+++ MATERIAL TO PROCESS +++
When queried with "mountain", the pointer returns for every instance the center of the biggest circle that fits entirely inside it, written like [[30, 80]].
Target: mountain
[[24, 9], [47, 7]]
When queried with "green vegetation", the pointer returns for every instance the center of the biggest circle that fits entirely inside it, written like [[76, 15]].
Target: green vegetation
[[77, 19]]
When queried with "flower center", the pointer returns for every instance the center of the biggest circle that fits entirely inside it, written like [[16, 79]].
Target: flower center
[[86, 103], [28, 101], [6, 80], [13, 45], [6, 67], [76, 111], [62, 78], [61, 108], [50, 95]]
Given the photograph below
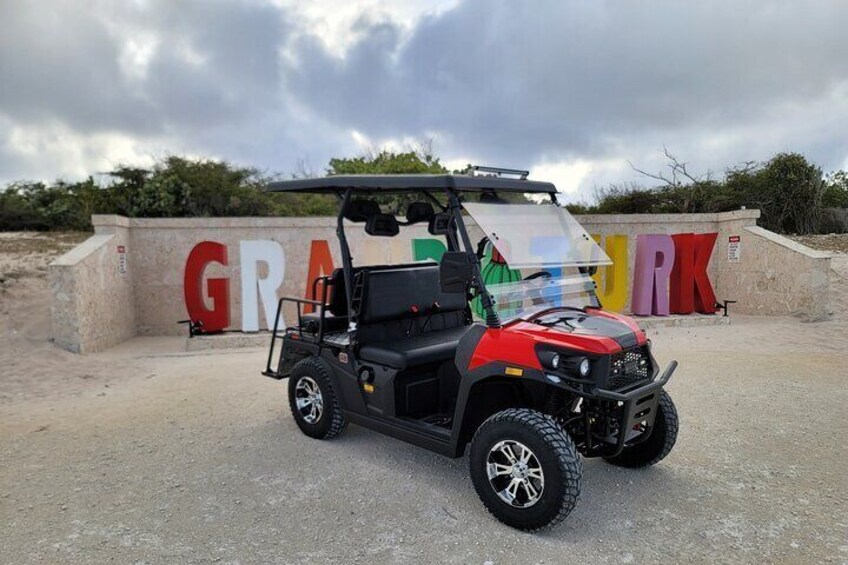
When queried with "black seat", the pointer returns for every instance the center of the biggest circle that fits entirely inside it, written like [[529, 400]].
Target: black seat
[[426, 348], [407, 320]]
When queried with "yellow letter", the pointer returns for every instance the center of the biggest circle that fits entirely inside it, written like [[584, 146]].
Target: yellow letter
[[612, 292]]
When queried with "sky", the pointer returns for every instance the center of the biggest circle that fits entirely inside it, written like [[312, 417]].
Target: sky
[[577, 92]]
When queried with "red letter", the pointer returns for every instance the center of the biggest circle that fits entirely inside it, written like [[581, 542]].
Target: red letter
[[320, 263], [704, 295], [218, 318]]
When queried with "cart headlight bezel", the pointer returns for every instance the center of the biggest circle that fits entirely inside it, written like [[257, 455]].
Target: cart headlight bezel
[[577, 365]]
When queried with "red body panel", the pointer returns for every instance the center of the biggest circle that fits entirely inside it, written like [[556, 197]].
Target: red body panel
[[516, 342]]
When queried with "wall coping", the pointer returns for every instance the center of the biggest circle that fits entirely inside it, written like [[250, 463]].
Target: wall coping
[[788, 243], [102, 221], [83, 250]]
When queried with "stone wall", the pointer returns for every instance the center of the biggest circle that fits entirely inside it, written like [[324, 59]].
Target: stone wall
[[96, 305], [93, 305]]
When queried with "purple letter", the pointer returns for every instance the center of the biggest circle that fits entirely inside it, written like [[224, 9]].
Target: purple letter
[[654, 259]]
+++
PROBLEM TO SOLVE >> Reproduce the data word for word, starting at its very first line and ending at the line that contains "[[24, 9], [47, 7]]".

TASK RESULT >>
When queried with "mountain", the pointer returns for every instance the center of the biggest circle that fits entirely inside it, written like [[30, 80]].
Target: mountain
[[24, 9], [47, 7]]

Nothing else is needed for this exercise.